**Work to complete**
**A)** List every username that appears as a heading in the forum thread.
**B)** Quote the forum thread word for word, starting at "## GusPolinski (Jan" and ending at "(Oct 3, 2019)".
:: Page text
Are we talking a punch in the mouth hurts you? ....... or doesn't buy you flowers on your birthday hurts you?


----------



## MattMatt (May 19, 2012)

ElwoodPDowd said:


> Are we talking a punch in the mouth hurts you? ....... or doesn't buy you flowers on your birthday hurts you?


Or long term mental abuse, belittling, constant verbal abuse, etc?


----------



## uphillbattle (Aug 17, 2011)

Shortly after I first started on these boards, there was a man who showed up in the sex in marriage forums. He had a quick story about his sexless marriage. Of course the LD Lynch Mob immediately pounced with the usual "its abusive" "it's wrong" "do the 180" "think of divorce" blah blah blah. A couple of hours later his wife saw his account and decided to read. Then she posted from his account. It turns out the OP was abusive, had a HUGE member and wasn't gentle at all, and not too long ago got caught in an affair.
Some people come on here with a short story and leave out large portions of the story just so they can get validation for how they feel. I have a feeling


SeeMoore said:


> We are currently having an issue


Is just as if not more important as 


SeeMoore said:


> last night he threw in my face


I would doubt op posts again. I hope I am wrong.


----------



## GusPolinski (Jan 21, 2014)

Just a thought, but if I’d done something to “hurt” my wife, spending time together doing something that we both enjoy might be one of the things I’d propose doing to make it up to her.

That said, it would be helpful to know more about the specific ways in which he’s hurt you.


----------



## Benbutton (Oct 3, 2019)
::::
:: Raw data
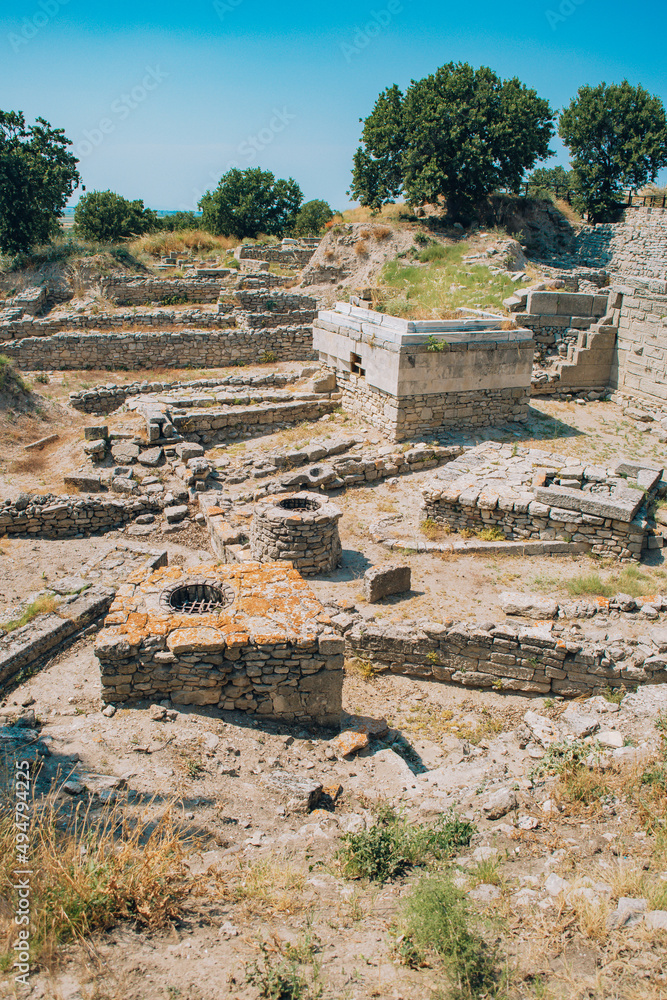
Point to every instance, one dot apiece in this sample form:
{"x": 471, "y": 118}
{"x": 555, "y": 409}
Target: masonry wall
::::
**Problem solutions**
**A)**
MattMatt
uphillbattle
GusPolinski
Benbutton

**B)**
## GusPolinski (Jan 21, 2014)

Just a thought, but if I’d done something to “hurt” my wife, spending time together doing something that we both enjoy might be one of the things I’d propose doing to make it up to her.

That said, it would be helpful to know more about the specific ways in which he’s hurt you.


----------



## Benbutton (Oct 3, 2019)